Provided records:
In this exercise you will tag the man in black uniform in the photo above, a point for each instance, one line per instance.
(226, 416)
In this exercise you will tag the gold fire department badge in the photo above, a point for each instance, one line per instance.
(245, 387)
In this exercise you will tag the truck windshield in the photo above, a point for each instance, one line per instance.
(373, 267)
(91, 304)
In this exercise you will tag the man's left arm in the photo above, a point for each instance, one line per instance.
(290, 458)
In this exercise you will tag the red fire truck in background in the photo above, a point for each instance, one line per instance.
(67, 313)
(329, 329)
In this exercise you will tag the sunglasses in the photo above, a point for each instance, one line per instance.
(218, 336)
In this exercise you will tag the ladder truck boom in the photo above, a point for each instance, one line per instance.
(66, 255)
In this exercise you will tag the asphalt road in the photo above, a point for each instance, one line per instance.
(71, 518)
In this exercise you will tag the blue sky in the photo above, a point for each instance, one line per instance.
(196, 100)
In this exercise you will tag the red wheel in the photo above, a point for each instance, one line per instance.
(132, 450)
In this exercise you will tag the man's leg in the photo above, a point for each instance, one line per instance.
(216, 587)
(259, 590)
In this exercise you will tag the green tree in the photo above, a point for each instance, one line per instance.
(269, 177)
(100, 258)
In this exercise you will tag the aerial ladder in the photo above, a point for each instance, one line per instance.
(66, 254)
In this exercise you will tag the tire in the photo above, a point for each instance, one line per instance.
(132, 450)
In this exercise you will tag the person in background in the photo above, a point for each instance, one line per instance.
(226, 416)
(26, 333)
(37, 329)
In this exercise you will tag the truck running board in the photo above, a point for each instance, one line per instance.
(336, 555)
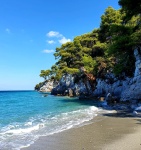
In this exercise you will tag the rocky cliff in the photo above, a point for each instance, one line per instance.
(111, 87)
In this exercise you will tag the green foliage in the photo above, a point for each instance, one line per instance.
(131, 7)
(110, 47)
(45, 74)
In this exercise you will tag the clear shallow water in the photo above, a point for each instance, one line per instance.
(27, 115)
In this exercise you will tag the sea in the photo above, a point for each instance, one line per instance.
(27, 115)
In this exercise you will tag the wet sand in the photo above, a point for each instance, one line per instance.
(108, 132)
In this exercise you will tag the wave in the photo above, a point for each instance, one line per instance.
(18, 135)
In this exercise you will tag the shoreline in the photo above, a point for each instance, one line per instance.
(106, 132)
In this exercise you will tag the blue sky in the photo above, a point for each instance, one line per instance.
(30, 30)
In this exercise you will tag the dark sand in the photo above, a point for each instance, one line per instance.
(108, 132)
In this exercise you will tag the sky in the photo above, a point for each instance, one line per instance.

Your task: The required output is the exact sequence of lines from the one containing "In this exercise you will tag the wave" through the end of the listing, both endpoints included.

Task solution:
In this exercise you will tag the wave in the photo above, a point for each instance, one line per instance.
(18, 135)
In this exercise you will tag the shoreline in the photo above, a point for each instance, one line per instance.
(106, 132)
In this exercise you will tag the blue sky in the photo above, a point for each instance, one line per instance.
(30, 30)
In this exercise you will tag the dark sand in the photo above, a point for each instance, one line per instance.
(108, 132)
In this exercise you will tag the sky in the photo above, a point for each instance, one line per instance.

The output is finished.